Data records:
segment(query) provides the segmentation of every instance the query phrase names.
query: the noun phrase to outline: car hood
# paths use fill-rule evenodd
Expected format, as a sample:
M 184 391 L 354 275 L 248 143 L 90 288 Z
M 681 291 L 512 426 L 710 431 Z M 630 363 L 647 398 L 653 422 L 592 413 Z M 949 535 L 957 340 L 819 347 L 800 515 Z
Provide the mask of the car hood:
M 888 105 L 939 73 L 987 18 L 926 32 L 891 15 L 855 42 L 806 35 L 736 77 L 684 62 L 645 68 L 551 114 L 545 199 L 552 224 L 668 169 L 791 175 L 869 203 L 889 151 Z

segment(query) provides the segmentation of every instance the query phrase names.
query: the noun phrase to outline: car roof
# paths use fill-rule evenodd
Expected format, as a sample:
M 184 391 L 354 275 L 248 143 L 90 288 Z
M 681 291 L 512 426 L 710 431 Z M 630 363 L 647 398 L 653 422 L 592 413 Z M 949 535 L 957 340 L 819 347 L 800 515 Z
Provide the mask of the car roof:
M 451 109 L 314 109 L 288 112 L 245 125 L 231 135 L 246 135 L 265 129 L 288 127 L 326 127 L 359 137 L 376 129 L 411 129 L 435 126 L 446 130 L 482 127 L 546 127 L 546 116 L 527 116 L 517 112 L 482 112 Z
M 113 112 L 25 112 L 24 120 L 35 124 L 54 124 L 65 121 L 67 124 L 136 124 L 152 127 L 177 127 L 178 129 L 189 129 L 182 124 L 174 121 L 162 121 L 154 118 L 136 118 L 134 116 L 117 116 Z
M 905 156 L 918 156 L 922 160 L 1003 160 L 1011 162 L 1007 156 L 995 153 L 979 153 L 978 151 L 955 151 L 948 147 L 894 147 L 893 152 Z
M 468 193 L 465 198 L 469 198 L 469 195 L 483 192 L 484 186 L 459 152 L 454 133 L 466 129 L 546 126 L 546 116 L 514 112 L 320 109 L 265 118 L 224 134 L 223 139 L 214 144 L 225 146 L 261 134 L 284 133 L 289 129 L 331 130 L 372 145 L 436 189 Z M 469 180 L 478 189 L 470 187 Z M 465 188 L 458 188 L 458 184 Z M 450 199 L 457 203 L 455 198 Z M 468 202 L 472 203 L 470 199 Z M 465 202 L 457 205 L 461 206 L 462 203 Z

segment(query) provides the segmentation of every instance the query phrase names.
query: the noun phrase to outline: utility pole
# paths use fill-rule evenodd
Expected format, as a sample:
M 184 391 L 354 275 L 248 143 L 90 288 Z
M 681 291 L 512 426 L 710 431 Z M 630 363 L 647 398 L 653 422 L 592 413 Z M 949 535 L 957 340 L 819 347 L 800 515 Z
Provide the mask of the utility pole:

* **What you have to do**
Rewrite the data above, changing every occurrence of "noun phrase to outline" to "phrase to trace" and keeping everything else the same.

* **Solution for this exercise**
segment(query) provides the segmentation of every instance the query phrase names.
query: the phrase to trace: car hood
# paths use fill-rule evenodd
Expected format, as a sample:
M 184 391 L 354 275 L 248 143 L 90 288 Z
M 681 291 L 512 426 L 710 431 Z M 630 363 L 647 398 L 653 422 L 592 413 Z M 949 535 L 957 340 L 819 347 L 800 515 Z
Provide the mask of the car hood:
M 888 105 L 939 73 L 987 18 L 926 32 L 891 15 L 855 42 L 806 35 L 736 77 L 684 62 L 645 68 L 551 114 L 545 199 L 552 224 L 668 169 L 791 175 L 869 203 L 889 151 Z

segment(query) provides the segmentation of every instance the query phrase names.
query: the phrase to trace: car roof
# paths use fill-rule evenodd
Expected format, as a sample:
M 184 391 L 354 275 L 248 143 L 90 288 Z
M 681 291 L 512 426 L 710 431 Z M 630 363 L 647 398 L 653 422 L 592 413 Z M 949 535 L 957 340 L 819 347 L 800 515 Z
Provide the mask of the car roof:
M 451 109 L 314 109 L 288 112 L 245 125 L 231 135 L 246 135 L 265 129 L 288 127 L 326 127 L 359 137 L 376 129 L 411 129 L 435 126 L 446 130 L 482 127 L 546 127 L 546 116 L 527 116 L 517 112 L 482 112 Z
M 113 112 L 25 112 L 24 120 L 35 124 L 54 124 L 65 121 L 67 124 L 136 124 L 152 127 L 177 127 L 178 129 L 189 129 L 182 124 L 174 121 L 162 121 L 154 118 L 136 118 L 134 116 L 117 116 Z
M 905 156 L 918 156 L 922 160 L 1003 160 L 1011 162 L 1007 156 L 995 153 L 979 153 L 978 151 L 955 151 L 948 147 L 894 147 L 893 152 Z
M 468 193 L 465 198 L 469 198 L 469 195 L 483 192 L 484 186 L 459 152 L 454 133 L 466 129 L 546 126 L 546 116 L 514 112 L 320 109 L 265 118 L 224 134 L 223 139 L 214 144 L 225 146 L 261 134 L 284 133 L 289 129 L 331 130 L 372 145 L 436 189 Z M 469 180 L 478 189 L 470 187 Z M 465 188 L 458 188 L 458 184 Z M 450 199 L 457 203 L 455 198 Z M 468 202 L 472 203 L 470 199 Z M 465 202 L 457 205 L 461 206 L 462 203 Z

segment(query) provides the segmentation of every instance the query phrase names.
query: the phrase to trace: utility pole
# paths use fill-rule evenodd
Expected format, as a sample:
M 184 391 L 354 275 L 248 143 L 90 288 Z
M 681 291 L 512 426 L 710 431 Z M 630 363 L 647 398 L 653 422 L 592 413 Z M 949 535 L 957 340 L 819 347 L 800 515 Z
Provide the mask of the utility pole:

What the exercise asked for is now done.